— BEGIN RECORDS TO PROCESS —
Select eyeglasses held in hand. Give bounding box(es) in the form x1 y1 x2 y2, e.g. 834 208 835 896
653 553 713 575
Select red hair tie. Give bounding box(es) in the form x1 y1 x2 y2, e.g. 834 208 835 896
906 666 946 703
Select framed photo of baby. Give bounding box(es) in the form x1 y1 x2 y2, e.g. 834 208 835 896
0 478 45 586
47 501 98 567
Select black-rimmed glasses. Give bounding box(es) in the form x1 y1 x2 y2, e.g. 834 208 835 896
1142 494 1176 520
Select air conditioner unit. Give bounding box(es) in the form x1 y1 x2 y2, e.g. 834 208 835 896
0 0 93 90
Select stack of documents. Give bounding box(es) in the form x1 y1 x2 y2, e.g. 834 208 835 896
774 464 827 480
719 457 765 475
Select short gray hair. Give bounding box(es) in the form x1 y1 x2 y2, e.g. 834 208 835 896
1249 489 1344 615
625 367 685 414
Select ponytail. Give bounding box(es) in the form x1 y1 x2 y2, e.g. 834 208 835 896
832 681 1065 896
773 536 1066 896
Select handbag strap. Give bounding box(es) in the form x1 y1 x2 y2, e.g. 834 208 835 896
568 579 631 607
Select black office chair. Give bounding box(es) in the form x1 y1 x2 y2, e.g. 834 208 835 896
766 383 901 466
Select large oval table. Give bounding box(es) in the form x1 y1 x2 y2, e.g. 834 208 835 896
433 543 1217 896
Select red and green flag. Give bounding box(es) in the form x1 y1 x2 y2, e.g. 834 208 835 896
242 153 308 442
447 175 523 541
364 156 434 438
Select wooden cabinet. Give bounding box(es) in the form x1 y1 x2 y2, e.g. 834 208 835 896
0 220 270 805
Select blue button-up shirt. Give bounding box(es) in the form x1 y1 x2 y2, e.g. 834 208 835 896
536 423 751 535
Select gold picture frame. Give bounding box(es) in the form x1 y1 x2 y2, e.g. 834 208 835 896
— END RECORDS TO PROCESS —
STATED EXERCISE: Copy every one of the records above word for word, keeping each line in its original order.

RESPONSE TO THIS TASK:
Select eyeglasses held in hand. Give bounding box(es) in the form x1 y1 x2 y2, e.g. 834 208 835 896
653 553 713 575
Select red hair tie. Give bounding box(es) in the form x1 y1 x2 y2, e.g. 834 208 835 896
906 666 946 703
Select framed photo of baby. Give bounding box(es) in the form x1 y1 x2 y2, e.g. 834 208 835 896
0 478 45 586
47 501 98 567
Select black-rimmed glasses. Give bounding box(es) in the form x1 y1 x2 y2, e.g. 834 208 835 896
1142 494 1176 520
Select air conditioner unit. Give bounding box(es) in the form x1 y1 x2 y2, e.g. 834 208 835 896
0 0 93 90
Select stack of documents. Give bounding box(es) in the form x1 y1 x2 y2, e.g. 834 208 835 896
774 464 827 480
719 457 765 475
Select short gray hair. Give bounding box(es) in the form x1 y1 x2 y2, e.g. 834 208 835 896
1249 489 1344 615
625 367 685 414
Select ponytail. Give bounding box(es) in the form x1 y1 x2 y2, e.g. 834 208 835 896
832 681 1065 896
773 536 1066 896
Select handbag strap. Give bounding box(es) in the form x1 y1 x2 y2, e.g. 834 208 835 896
568 579 631 607
Select black office chair. Give bounding box(es) in the form x1 y1 x2 y2, e.g. 834 208 835 896
766 383 901 466
Select large oval table. Give bounding box(es) in the form x1 y1 x2 y2, e.g. 834 208 835 896
433 543 1217 896
Select red and green flag. Give bounding box(es) in the form x1 y1 x2 y2, e.g. 834 208 835 896
242 153 308 442
447 175 523 541
364 156 434 438
Select wooden cabinet. Give bounding box(es) in the form x1 y1 x2 y2, e.g. 834 208 835 896
0 220 270 805
Select blue button-up shirt. Give bounding box(es) in the form x1 y1 x2 y2, e.g. 834 208 835 896
536 423 751 535
Select gold picture frame. Give bounding box(es) in the form x1 y1 x2 y2, e.g. 834 208 835 896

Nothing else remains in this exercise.